- SELECTED PASSAGE
====

Okay. So is the only thing not working multipart uploads due to this aws.s3 thing ? If so, can we move on towards a cran submission and just document that?

amoeba commented 6 years ago

I think other things aren't working too, like creating a Space. I can't check today but I'll see if I can't take a look tomorrow while traveling. There are enough moving parts here that I don't have a good handle off-hand of what works, what doesn't, what broke, and why.

I'd definitely like to see this get off to CRAN ASAP, maybe by the end of the month.

amoeba commented 6 years ago

Bucket creation is definitely not working. I thought we'd found the issue over on https://github.com/cloudyr/aws.s3/issues/189 but that wasn't quite the trick.

sckott commented 6 years ago

Okay, will also take a look soon

amoeba commented 6 years ago

Thanks! I haven't been able to devote enough debugging time. I'm at a point where my next step is to take aws.s3 out of the equation to see if there's just an issue there or if aws.signature needs to be generalized.

sckott commented 6 years ago

okay

sckott commented 6 years ago

hey @amoeba - thinking about this a bit, I played around with trying to fix bucket creation, but go nowhere. Okay with you if we move on with next cran submission with what spaces stuff works for now? With functions that don't work yet, we could just not export them, or export and document as not working yet, and add a stop() inside them with message?

seems like at least these don't work for me:

amoeba commented 6 years ago

That sounds good to me. Thanks a million for trying to fix the issue.

Releasing a partial implementation of the Spaces API seems useful in its own right if those are the only two functions that aren't working so let's do that. I'll test to see which functions work to see if my list matches yours.

@sckott wrote:

With functions that don't work yet, we could just not export them, or export and document as not working yet, and add a stop() inside them with message?

Do you have a preference here? I'd lean towards not exporting but I'd like to do the least surprising thing.

I'll get to this tonight or tomorrow.

sckott commented 6 years ago

not exporting is probably best, and good to document that they'll come along later

amoeba commented 6 years ago

I get the same list of non-working functions. I'll start with the changes now.

Other notes that just came up:

> spaces_object_put("~/Downloads/test.txt", space = "analogsea-test")

====

- EXTRACTED ENTRIES
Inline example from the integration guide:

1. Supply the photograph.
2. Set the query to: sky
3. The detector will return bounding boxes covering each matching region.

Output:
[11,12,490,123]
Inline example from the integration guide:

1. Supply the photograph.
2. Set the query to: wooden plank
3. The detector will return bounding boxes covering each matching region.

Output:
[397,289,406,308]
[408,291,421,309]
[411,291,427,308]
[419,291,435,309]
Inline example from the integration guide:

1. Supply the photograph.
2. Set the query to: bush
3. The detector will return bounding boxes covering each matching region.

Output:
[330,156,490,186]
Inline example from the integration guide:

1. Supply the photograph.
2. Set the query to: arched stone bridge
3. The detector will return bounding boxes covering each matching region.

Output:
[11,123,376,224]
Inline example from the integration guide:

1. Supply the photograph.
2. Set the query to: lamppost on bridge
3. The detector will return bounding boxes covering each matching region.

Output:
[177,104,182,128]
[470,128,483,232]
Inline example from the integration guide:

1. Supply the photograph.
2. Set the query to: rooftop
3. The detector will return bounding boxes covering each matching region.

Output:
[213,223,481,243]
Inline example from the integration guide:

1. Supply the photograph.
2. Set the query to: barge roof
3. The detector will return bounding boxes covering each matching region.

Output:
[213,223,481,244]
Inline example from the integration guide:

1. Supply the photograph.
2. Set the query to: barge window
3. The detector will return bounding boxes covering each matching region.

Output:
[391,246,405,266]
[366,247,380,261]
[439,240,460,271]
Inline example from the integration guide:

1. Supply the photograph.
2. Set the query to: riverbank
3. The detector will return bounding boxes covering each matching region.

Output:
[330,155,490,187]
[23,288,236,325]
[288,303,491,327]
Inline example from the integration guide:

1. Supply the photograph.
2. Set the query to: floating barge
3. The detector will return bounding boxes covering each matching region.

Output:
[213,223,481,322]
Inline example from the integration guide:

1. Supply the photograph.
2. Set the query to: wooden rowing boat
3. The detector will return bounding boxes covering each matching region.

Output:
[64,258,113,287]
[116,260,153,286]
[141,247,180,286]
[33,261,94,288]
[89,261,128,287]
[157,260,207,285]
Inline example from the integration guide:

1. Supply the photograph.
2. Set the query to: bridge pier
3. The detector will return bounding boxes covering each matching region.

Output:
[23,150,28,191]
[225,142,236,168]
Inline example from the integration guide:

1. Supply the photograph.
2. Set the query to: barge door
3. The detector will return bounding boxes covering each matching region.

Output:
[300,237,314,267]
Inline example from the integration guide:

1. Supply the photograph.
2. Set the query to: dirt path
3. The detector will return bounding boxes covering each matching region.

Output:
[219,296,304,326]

====

- AIM OF THE EXERCISE
Rewrite the forum thread above from "Okay, will also" up to and including "to be generalized.", with "debugging" replaced by "testing".

- WRITTEN REPLY
Okay, will also take a look soon

amoeba commented 6 years ago

Thanks! I haven't been able to devote enough testing time. I'm at a point where my next step is to take aws.s3 out of the equation to see if there's just an issue there or if aws.signature needs to be generalized.